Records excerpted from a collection
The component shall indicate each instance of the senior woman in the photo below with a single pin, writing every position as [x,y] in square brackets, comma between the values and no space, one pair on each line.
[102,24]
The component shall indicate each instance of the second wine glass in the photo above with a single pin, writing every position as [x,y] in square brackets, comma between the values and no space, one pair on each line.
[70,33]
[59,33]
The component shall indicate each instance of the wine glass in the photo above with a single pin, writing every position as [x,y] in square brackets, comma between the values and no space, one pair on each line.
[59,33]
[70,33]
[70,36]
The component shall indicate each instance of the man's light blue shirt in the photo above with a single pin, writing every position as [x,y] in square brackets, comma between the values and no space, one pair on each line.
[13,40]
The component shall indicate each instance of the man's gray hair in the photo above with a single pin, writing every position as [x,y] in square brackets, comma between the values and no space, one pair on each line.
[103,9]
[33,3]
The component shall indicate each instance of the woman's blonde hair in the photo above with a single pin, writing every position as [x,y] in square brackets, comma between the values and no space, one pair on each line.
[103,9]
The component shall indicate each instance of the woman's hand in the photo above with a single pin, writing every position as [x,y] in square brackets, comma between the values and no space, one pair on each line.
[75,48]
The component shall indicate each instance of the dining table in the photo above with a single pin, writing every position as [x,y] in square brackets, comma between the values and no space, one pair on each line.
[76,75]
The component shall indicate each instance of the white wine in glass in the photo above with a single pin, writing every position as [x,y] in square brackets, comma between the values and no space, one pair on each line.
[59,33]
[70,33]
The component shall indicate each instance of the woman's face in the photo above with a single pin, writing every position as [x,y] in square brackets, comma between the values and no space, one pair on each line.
...
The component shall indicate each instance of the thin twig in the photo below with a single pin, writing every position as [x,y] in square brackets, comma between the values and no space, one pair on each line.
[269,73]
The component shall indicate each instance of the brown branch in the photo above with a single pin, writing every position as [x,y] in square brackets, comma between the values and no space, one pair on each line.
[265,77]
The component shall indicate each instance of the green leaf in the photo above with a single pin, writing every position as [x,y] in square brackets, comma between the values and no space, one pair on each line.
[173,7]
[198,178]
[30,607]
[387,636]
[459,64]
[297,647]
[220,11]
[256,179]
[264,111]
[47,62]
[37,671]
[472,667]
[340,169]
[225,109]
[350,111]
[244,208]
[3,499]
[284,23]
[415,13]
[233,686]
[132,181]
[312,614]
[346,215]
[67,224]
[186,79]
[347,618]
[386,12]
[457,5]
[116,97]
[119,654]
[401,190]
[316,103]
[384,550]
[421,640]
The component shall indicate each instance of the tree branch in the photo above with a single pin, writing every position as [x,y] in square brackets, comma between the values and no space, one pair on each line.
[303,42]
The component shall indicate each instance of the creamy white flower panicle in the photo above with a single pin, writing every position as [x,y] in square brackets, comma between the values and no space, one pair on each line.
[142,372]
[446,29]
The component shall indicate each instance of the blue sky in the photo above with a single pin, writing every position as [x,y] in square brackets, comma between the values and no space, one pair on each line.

**TASK DETAILS:**
What are the lines above, starting at the one with "The component shall indicate each instance of the green" and ending at the one with "The component shall indicate each instance of the blue"? Give them again exactly, and only them.

**WRITTEN RESPONSE:**
The component shall indicate each instance of the green leaf in the photo above with a single pin, writing every position as [x,y] in square brackets, comma between the values and no space, one pair on each line.
[173,7]
[198,178]
[30,607]
[387,636]
[459,64]
[297,647]
[220,11]
[256,179]
[264,111]
[47,62]
[37,671]
[472,667]
[340,169]
[225,109]
[350,111]
[244,208]
[3,499]
[284,23]
[415,13]
[233,686]
[132,181]
[312,614]
[346,215]
[67,224]
[186,79]
[347,618]
[386,12]
[457,5]
[116,97]
[119,654]
[401,190]
[316,103]
[384,550]
[421,640]
The component shall indicate each instance of the tree branch in the photo above with a single pin, writing every position as [x,y] in square brackets, comma between the values and no space, one pair on each line.
[303,42]
The component shall indicate each instance of the creamy white flower panicle in the photo above with a single pin, writing every position as [x,y] in square brackets, comma between the values and no space, one pair on each line.
[142,372]
[446,29]
The component shall indicate each instance of the blue sky in the photo above with a single pin, writing every position as [x,y] in square brackets, comma between the values and no space, one pair on each line.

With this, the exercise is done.